SOURCE TEXT:
______

We had more than 10 inches of rain two weeks in a row, and it heartily set back every single crop we had growing in the field or waiting for transplant. It went something like this:
An inch of rainfall on an acre of land is 27,154.3 gallons. I found this to be a difficult measurement to get my head around, so knowing that a gallon of water is 8.3 pounds, an inch of rainfall on an acre is fast approaching 230,000 pounds.
Remember that at the time we were talking about 10 inches a week, not one inch, on my little 10-acre parcel, bringing us to a grand total of over 22 million pounds of water, two weeks in a row. Once I got past the spectacle value of trying to imagine these quantities, which was not easy, I realized that I had lost massive amounts of fertility, soil texture, seeds and plants.
Things drowned, washed away or just plain gave up in the face of the unceasing torrents. My soil was saturated and pounded tight by all the rainfall. I think it was late May and we started all over again with most things, and ran late with almost every crop throughout the season. Some crops just fell to the wayside because it was just too late to start over.
What a difference a year makes. Looking at this year’s first corn photo, taken about six weeks after planting this year, the ground does look dry, because it is. We are light on rainfall in many places this spring and it does bring a different set of problems. The capillary action in the soil falls to nothing as the soil dries and along with the lack of available water, nutrients eventually become unavailable as well, stunting growth, stressing plants, inviting pests and disease like a howling beacon.

______

GIVEN INFORMATION:
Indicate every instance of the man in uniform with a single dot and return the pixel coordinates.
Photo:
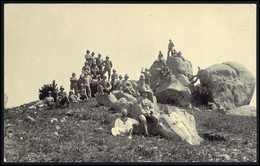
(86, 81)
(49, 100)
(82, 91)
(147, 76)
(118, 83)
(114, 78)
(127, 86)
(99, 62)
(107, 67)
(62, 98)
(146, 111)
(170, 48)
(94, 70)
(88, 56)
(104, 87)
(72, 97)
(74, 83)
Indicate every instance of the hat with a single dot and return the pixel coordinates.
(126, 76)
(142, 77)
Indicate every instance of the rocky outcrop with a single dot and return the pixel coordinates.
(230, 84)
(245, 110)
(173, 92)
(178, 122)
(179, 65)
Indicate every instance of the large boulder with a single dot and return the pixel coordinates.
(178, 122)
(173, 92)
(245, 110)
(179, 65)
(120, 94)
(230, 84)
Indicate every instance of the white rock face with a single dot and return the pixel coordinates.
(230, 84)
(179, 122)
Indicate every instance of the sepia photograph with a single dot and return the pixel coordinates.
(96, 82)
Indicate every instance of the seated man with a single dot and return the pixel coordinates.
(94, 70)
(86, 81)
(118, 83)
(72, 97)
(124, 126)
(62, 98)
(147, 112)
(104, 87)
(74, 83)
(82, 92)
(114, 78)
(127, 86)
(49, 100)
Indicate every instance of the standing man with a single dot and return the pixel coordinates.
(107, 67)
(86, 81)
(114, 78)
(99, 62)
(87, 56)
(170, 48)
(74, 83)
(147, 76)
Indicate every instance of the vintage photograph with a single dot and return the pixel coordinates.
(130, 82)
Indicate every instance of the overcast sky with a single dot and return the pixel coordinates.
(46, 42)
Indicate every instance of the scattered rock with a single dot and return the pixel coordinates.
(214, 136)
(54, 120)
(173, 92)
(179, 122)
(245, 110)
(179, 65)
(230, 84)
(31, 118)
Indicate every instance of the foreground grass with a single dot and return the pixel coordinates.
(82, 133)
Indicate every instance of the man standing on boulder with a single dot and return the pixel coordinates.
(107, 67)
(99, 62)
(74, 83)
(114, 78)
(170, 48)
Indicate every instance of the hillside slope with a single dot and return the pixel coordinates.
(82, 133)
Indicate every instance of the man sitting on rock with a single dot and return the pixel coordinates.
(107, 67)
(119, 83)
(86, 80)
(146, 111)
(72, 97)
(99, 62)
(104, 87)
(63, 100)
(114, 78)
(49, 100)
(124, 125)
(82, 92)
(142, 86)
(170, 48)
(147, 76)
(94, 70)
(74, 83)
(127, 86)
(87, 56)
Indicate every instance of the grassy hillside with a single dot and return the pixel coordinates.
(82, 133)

______

WHAT TO WORK ON:
Copy out the full text about heavy rain on the farm word for word.

OUTPUT:
We had more than 10 inches of rain two weeks in a row, and it heartily set back every single crop we had growing in the field or waiting for transplant. It went something like this:
An inch of rainfall on an acre of land is 27,154.3 gallons. I found this to be a difficult measurement to get my head around, so knowing that a gallon of water is 8.3 pounds, an inch of rainfall on an acre is fast approaching 230,000 pounds.
Remember that at the time we were talking about 10 inches a week, not one inch, on my little 10-acre parcel, bringing us to a grand total of over 22 million pounds of water, two weeks in a row. Once I got past the spectacle value of trying to imagine these quantities, which was not easy, I realized that I had lost massive amounts of fertility, soil texture, seeds and plants.
Things drowned, washed away or just plain gave up in the face of the unceasing torrents. My soil was saturated and pounded tight by all the rainfall. I think it was late May and we started all over again with most things, and ran late with almost every crop throughout the season. Some crops just fell to the wayside because it was just too late to start over.
What a difference a year makes. Looking at this year’s first corn photo, taken about six weeks after planting this year, the ground does look dry, because it is. We are light on rainfall in many places this spring and it does bring a different set of problems. The capillary action in the soil falls to nothing as the soil dries and along with the lack of available water, nutrients eventually become unavailable as well, stunting growth, stressing plants, inviting pests and disease like a howling beacon.